# What the task requires:
Produce a word-for-word copy of the line that contains "of the recessed" and each line after it through the end of the material, omitting pictures and all other lines.

# Information:

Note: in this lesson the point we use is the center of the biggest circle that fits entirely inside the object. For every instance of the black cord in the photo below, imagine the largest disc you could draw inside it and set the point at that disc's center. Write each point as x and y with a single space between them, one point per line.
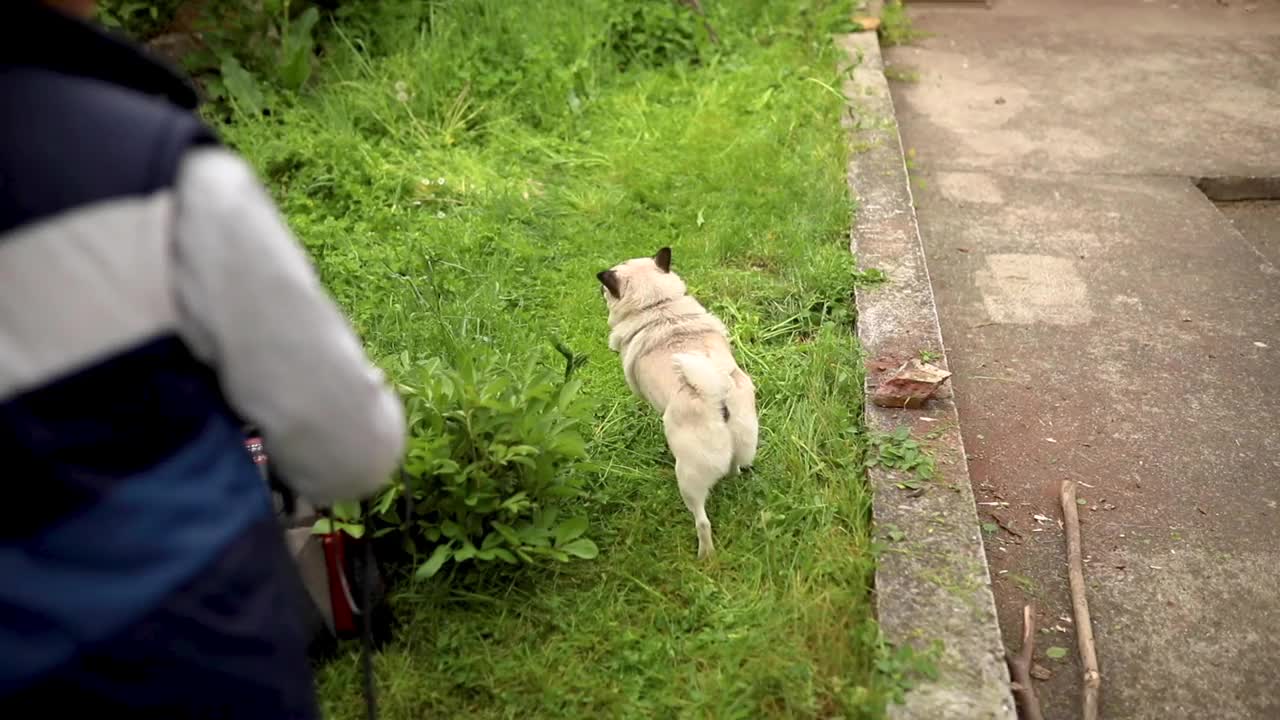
366 613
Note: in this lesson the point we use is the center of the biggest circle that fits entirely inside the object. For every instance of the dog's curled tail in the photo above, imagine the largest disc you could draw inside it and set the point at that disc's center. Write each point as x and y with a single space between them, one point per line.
703 376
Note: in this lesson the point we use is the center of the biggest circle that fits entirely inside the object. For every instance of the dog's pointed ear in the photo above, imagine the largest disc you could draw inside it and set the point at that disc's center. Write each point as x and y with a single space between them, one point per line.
663 259
609 279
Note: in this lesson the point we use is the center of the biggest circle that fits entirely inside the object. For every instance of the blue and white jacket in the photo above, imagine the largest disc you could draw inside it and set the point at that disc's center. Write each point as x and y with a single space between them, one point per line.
151 300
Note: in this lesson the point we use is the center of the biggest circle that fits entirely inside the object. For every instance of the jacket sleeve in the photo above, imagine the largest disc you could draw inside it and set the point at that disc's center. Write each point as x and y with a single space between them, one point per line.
251 305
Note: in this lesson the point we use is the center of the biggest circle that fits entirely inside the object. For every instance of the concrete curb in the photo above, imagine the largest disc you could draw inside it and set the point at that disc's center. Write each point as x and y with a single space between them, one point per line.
932 583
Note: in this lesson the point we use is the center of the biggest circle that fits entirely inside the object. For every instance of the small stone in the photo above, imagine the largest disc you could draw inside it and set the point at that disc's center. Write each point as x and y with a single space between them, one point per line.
912 386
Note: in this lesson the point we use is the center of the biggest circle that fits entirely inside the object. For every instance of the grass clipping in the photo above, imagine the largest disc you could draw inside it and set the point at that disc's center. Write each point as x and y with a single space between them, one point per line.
458 178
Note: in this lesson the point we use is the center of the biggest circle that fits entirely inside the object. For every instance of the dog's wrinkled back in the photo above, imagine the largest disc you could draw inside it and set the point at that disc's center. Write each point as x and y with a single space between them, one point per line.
677 356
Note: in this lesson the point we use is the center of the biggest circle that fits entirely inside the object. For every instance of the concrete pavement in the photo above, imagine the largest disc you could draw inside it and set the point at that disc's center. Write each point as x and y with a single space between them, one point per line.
1106 322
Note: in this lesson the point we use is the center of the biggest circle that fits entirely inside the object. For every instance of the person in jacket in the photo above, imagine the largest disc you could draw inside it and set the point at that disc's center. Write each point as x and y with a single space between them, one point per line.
151 302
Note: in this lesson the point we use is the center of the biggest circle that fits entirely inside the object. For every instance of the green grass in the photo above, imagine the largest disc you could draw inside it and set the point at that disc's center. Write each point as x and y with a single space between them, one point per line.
558 162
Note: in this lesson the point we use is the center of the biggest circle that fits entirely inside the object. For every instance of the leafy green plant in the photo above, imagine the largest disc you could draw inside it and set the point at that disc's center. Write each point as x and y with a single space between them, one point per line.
136 18
492 460
899 451
654 33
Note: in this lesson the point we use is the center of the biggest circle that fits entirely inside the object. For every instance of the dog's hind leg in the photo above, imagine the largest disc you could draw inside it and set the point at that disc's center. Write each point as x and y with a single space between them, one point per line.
743 424
694 487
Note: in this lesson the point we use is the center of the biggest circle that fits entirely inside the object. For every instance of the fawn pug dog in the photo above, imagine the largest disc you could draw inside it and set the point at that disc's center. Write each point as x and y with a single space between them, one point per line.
677 356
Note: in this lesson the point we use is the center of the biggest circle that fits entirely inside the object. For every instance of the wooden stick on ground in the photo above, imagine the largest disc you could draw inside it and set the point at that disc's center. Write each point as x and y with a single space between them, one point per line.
1080 604
1020 668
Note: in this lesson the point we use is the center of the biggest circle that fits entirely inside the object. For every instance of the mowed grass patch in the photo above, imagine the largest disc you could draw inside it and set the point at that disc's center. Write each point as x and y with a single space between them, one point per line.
460 172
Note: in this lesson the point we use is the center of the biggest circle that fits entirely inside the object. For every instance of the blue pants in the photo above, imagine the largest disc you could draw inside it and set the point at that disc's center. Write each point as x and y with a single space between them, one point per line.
229 645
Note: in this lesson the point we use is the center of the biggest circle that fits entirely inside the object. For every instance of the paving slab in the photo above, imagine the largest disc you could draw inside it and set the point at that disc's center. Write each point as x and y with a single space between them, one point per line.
1258 220
1107 323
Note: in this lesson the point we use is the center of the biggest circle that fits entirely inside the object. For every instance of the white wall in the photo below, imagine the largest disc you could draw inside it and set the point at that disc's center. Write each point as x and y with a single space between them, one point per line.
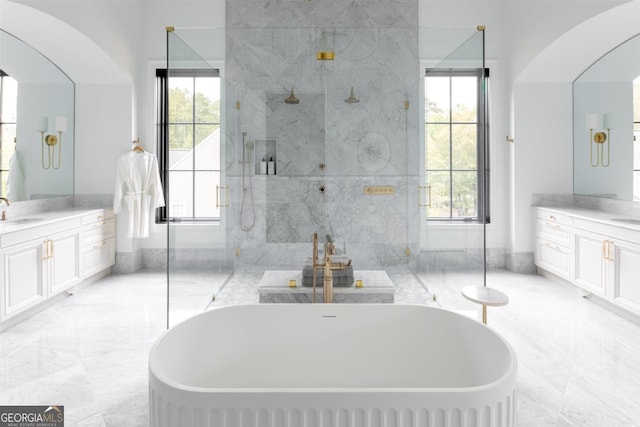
118 39
615 99
542 99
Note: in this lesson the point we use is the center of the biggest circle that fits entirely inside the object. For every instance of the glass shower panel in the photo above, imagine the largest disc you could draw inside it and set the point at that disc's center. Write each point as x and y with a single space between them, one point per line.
372 147
280 121
197 193
454 190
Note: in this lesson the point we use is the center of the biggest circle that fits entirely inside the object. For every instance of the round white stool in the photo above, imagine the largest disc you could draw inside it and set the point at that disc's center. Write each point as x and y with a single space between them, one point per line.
485 296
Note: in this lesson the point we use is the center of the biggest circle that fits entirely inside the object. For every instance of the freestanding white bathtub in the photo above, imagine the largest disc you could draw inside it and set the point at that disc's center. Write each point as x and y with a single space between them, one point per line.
338 365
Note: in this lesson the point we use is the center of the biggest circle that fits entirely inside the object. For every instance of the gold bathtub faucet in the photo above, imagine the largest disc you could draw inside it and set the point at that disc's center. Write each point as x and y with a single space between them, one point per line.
327 267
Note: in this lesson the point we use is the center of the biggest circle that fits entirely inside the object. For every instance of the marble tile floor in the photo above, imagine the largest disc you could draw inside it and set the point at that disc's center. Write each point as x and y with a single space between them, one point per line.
579 363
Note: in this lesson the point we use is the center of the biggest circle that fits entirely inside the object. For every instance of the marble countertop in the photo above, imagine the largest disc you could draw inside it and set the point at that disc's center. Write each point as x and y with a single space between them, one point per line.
278 281
610 218
17 223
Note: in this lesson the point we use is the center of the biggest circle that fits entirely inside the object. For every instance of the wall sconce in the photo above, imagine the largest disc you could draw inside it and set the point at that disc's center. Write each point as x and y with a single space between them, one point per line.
50 140
291 99
352 99
326 46
596 123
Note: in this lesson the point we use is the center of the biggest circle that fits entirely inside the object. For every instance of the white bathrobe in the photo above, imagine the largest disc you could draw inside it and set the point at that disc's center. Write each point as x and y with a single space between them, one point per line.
138 188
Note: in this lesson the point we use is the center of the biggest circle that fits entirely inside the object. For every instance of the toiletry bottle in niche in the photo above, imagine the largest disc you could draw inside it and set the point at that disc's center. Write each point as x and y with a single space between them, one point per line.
271 167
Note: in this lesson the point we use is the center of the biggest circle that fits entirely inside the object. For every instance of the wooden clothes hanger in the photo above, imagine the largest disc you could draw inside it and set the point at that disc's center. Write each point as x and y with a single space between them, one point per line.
137 147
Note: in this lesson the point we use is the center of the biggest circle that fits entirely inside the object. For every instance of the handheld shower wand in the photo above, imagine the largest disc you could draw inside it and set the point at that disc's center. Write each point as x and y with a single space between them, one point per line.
248 145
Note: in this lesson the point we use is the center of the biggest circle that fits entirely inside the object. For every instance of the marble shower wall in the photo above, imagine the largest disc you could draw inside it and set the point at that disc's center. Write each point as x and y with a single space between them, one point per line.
327 151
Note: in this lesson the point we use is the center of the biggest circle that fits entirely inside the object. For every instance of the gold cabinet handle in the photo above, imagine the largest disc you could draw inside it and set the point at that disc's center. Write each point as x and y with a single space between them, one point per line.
420 189
607 250
48 249
226 196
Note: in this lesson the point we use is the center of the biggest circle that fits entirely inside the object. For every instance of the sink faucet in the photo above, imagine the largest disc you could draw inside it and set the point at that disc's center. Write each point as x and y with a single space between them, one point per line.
4 212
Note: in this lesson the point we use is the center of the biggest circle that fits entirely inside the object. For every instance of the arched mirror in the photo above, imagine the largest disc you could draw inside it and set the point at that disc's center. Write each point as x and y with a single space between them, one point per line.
36 124
606 108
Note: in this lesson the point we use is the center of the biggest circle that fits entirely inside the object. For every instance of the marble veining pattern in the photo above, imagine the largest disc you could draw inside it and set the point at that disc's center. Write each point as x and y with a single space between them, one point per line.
579 363
327 150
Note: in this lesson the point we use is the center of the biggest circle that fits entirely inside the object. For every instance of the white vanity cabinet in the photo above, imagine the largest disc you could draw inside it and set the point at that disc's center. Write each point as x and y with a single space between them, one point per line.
554 242
38 263
98 242
607 262
593 251
46 258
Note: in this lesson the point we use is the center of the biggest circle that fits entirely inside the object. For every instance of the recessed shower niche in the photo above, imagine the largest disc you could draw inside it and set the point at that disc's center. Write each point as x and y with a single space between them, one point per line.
300 133
266 157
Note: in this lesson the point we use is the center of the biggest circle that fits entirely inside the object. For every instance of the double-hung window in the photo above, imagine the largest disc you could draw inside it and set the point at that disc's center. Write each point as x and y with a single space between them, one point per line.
189 142
456 165
8 115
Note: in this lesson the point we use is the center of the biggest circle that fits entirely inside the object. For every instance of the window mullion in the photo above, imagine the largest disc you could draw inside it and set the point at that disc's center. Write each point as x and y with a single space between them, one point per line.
193 153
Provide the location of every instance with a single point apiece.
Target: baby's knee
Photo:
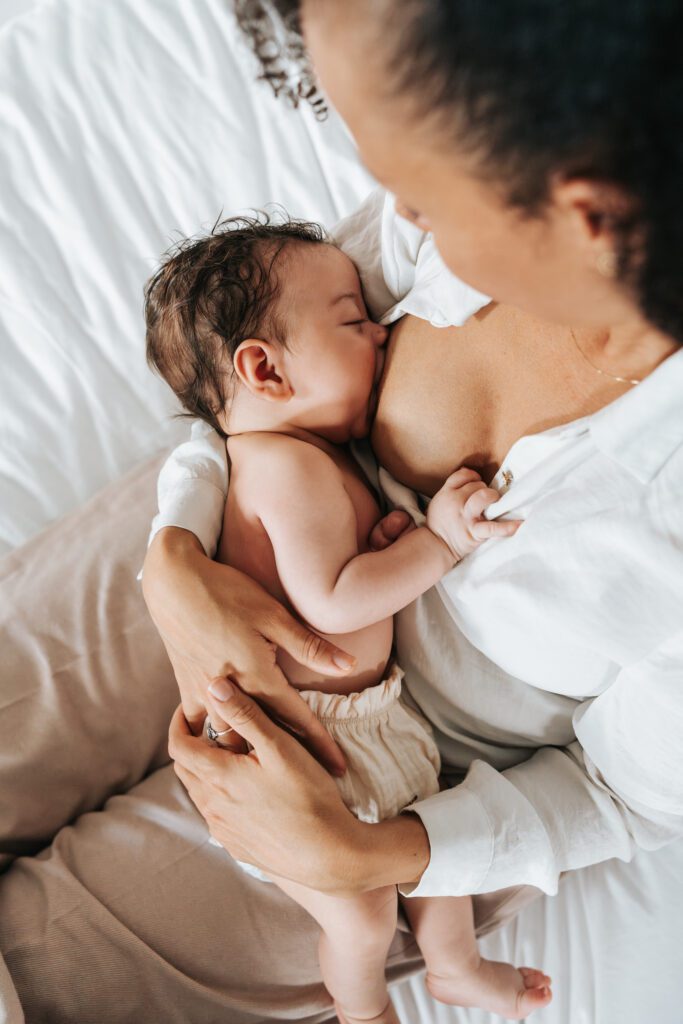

# Reply to the task:
Note: in this lesson the point we use is the center of the biggest circle that fits entirely inside the object. For every instance of the recessed shower niche in the photo above, imagine the largest disc you could draw inside it and set the point at that disc's center. Write each point as x and y with a single space between them, one point per line.
300 133
266 157
Note: in this lesson the point we use is the center of the biggest circle that fits entirely inside the object. For every instance of the double-hung window in the photo above, imagine the largest disc you could draw inside it and set the point at that disc's center. Write each point as x and y with a single space between them, one point per line.
189 142
456 165
8 115
Note: in this lesson the point we use is the center of the biggest circle that fits entirely inside the object. For every instance of the window mullion in the photo above, imagine the largest disc you could draw inside it and set the point at that disc's center. Write each point as x and y with a single space between them, one point per line.
193 153
Provide the location of every instance with a single point apiece.
Target: baby's knee
Photo:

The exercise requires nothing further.